Passage provided -
○ ○ ○ ○ ○ ○ ○

I am looking for a guide to migrate Django project to Google App Engine and use Google's datastore. The most of the guides I found were linked to Django-Appengine using Django-nonrel (but I want to use GAE's native support).
Going through GAE getting started guide, it says:
Google App Engine supports any framework written in pure Python that speaks CGI (and any WSGI-compliant framework using a CGI adaptor), including Django, CherryPy, Pylons, web.py, and web2py. You can bundle a framework of your choosing with your application code by copying its code into your application directory.
I understand that I won't be able to use some features of Django in that case (majorly the admin feature) and would also need to restructure the models.
From other reading, I also found that latest SDK of GAE now includes Django 1.3 on Python 2.5.
I tried to put all files from my Django application to a GAE project, but couldn't get it all to work together.
Please provide some basic guide using which I may migrate my Django project to Google App Engine's code.
Thanks.
For an existing Django app, using django-nonrel is the simplest approach; it is very popular so you should be able to find help with specific errors you get quickly.
Another approach is written up in this article: http://code.google.com/appengine/articles/pure_django.html -- it goes the other way, taking an App Engine app that uses Django for dispatch, templates, and forms, but not for models, and describes how to make it run in a native Django environment. Maybe you can glean some useful hints for your situation from it.
I've used django-nonrel, which behaves pretty much like django, except that operations with JOINs will return errors. I've basically worked around this by avoiding ManyToMany fields, and essentially building that functionality manually with an intermediate table.
So far I've ran into two problems with Django-nonrel:
1. No access to ancestor queries, which can be run in a transaction. There's a pending pull request for this feature though.
2. You can't specify fields that are not indexed. This could significantly increase your write costs. I have an idea to fix this, but I haven't done so yet.
(Edit: You CAN specify fields that are not indexed, and I've verified this works well).
2 (new). Google is pushing a new database backend called ndb that does automatic caching and batching, which will not be available with django-nonrel.
If you decide not to use django-nonrel, the main differences are that Django models do not run under App Engine. You'll have to rewrite your models to inherit from App Engine's db.Model. Your forms that use Django's ModelForm will need to inherit from google.appengine.ext.db.djangoforms instead. Once you're on App Engine, you'd have to port back Django if you ever take your app somewher else.
If you already have a Django application you might want to check this out. You won't work with App Engine's datastore but Google Cloud SQL might fit your needs.
Related
I understand that full django can be used out of the box with CloudSQL. But I'm interested in using HRD. I'd like to learn more about what percentage of django can be used with nonrel. Does middleware work? How about other features of the framework like i18n, forms, etc. Also does nonrel work with NDB?
The background here is that I've even using webapp2 and before that webapp and find them great until your project gets bigger. So for this project I'm interested to reevaluate other options.
The big limitation is that the datastore doesn't do JOINs, so anything that uses JOINS, like many-to-many relations won't work.

○ ○ ○ ○ ○ ○ ○

Records -
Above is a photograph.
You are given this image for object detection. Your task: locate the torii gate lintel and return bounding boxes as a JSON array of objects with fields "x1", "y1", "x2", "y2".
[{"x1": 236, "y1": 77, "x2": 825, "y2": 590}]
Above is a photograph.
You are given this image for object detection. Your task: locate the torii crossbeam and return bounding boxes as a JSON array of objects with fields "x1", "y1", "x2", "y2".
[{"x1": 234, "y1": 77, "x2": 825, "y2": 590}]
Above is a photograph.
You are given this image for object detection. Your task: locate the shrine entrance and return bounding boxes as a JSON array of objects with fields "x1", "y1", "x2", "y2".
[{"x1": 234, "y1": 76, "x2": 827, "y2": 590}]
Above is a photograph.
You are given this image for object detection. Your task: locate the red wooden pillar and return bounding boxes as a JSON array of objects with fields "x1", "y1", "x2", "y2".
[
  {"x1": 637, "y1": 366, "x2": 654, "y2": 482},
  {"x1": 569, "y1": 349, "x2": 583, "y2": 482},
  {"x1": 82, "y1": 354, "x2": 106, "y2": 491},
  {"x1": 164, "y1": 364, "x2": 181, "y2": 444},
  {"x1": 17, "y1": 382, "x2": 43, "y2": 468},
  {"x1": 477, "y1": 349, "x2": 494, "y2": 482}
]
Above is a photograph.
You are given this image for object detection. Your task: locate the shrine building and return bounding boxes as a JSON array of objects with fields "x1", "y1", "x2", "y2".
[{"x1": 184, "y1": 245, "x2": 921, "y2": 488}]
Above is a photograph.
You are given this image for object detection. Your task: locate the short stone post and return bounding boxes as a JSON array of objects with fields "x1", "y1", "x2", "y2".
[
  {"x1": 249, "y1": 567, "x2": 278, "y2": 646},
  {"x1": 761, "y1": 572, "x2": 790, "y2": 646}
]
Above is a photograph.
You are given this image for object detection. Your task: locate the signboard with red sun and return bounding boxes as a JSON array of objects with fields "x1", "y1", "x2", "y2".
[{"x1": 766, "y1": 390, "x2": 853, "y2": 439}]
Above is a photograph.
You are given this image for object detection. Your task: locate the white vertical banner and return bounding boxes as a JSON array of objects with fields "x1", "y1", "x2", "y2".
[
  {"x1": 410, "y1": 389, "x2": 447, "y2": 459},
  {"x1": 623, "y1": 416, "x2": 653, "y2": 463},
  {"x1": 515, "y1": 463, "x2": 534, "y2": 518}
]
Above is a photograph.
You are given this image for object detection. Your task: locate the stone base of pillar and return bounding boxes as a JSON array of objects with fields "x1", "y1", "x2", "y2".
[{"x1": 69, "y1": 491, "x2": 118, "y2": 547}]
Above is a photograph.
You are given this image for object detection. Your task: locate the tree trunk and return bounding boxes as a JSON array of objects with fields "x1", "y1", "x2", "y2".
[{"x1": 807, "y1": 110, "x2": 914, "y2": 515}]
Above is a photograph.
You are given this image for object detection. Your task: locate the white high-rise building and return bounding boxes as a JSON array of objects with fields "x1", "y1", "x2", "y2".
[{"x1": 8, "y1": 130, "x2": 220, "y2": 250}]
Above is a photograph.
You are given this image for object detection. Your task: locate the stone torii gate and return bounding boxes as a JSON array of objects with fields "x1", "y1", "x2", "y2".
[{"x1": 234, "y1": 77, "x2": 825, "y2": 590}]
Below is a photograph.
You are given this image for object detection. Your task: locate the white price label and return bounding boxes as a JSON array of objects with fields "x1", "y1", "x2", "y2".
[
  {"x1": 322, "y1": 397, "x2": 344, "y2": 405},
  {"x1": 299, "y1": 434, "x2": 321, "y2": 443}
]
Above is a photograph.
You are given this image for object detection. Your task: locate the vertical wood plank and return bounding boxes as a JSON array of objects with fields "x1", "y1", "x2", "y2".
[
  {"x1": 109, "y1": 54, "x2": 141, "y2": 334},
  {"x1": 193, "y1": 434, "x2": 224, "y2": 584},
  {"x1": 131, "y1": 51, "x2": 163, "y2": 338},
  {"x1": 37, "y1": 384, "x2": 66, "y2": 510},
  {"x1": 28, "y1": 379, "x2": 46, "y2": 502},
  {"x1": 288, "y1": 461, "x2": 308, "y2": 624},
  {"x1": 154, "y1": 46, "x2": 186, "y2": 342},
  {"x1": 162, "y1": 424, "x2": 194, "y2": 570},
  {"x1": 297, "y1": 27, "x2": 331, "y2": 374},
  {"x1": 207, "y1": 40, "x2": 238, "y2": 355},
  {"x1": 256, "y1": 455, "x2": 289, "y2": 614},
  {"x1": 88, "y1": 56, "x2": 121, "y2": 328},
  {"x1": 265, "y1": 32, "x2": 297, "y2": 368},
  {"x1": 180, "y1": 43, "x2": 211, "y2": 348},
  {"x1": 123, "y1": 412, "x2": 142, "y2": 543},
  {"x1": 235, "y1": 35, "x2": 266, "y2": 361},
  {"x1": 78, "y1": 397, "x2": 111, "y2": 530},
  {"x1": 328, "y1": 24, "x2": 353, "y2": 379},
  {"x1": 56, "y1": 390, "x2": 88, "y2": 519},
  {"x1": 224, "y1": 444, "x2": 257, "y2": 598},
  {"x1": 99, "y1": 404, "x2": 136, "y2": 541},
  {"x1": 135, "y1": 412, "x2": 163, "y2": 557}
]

○ ○ ○ ○ ○ ○ ○

Required task A -
In the thread on moving a Django project to Google App Engine, what must the models inherit from if django-nonrel is not used?
Required task B -
Proceed with the thread on moving a Django project to Google App Engine, picking up after its final sentence.

Response A -
They must inherit from App Engine's db.Model.

Response B -
Any packages/middleware that uses many-to-many won't work, but others will.
For example, the sessions/auth middleware will work. But if you use permissions with auth, it won't. If you use the admin pages for auth, they use permissions, so you'll have some trouble with those too.
i8n works.
forms work.
nonrel does not work with ndb.
I don't know what you mean by "until your project gets bigger". django-nonrel won't help with the size of your app.
In my opinion there's two big reasons to use nonrel:
You're non-committal about App Engine. Nonrel potentially allows you to move to MongoDB as a backend.
You want to use django packages for "free". For example, I used tastypie for a REST API, and django-social-auth to get OAuth for FB/Twitter logins with very little effort. (On the flip side, with 1.7.0, they've addressed the REST API with endpoints)
According to this question:
Django on Google App Engine
The easiest way to get started with GAE/Django is with the Django non-rel bundle. However now that the latest Python/GAE SDK includes a build of Django, do we still need this?
What's the best-practice for getting started wth Django on GAE right now?
Thanks
Update: It seems that Web app2 is the easiest choice for new projects.
This guest article suggests that
"App Engine does come with some Django support, but this is mainly
only the templating and views."
non-rel is still seemingly your best bet. Although I'd caution you that further development and/or maintenance may not happen according to their blog.
Normal Django's models doesn't have a backend supporting GAE's datastore. Hence you can't use Django models, and hence, Django's model forms. What you'd have to do use use models derived from GAE's python db.Model(). Instead of using Django's ModelForm class for forms, you would use google.appengine.ext.db.djangoforms. Note, that's specifically for ModelForms, other forms work fine since they're not tied to the database.
I can think of two good reasons to use Django-nonrel:
1a) you have a existing project on Django. Using Django-nonrel would be the laziest way to go. Rewriting models to GAE's models isn't too hard, but it could be a small pain, especially if
1b) you use a lot of existing Django components, and you'd have to go through all of them to update the models and forms.
2) You want to hedge your bets against GAE. Using Django-nonrel will allow you to switch over to MongoDB with very little effort, since Django-nonrel has a functioning MongoDB backend. The current Django-nonrel maintainers seem to be more interested in MongoDB.
Having worked with Django-nonrel, I've so far run into some reasons why it may be a bad choice:
1) No support for ancestor queries. There's an outstanding pull request for this though. It won't be compatible with any other DB backend though.
2) ndb is coming out, and seems like it'll have a few more benefits, that likely won't see support on Django-nonrel.
If you do use GAE's native db API, the main benefit from Django would be the form validation. Otherwise, webapp2+jinja2+gae db.Models() would provide similar functionality to Django.
I have an application built with Django. Part of it relies on data that I aggregate from other websites. Wondering how I should approach building the scraper/aggregator.
The advantages I see of building it as a Django app is
the ability to use Django's models & database API
the ability to use Django's other methods
On the other hand I think the disadvantage would be scalability in the long run.
Should I build the scraper/aggregator as an app in my Django project or as a separate script that runs on its own?
Would love to hear your thoughts.
Neither of your points require it to run within Django. And since it will not be dependent on the web/HTTP interface, having it be a separate module is the only option that makes sense.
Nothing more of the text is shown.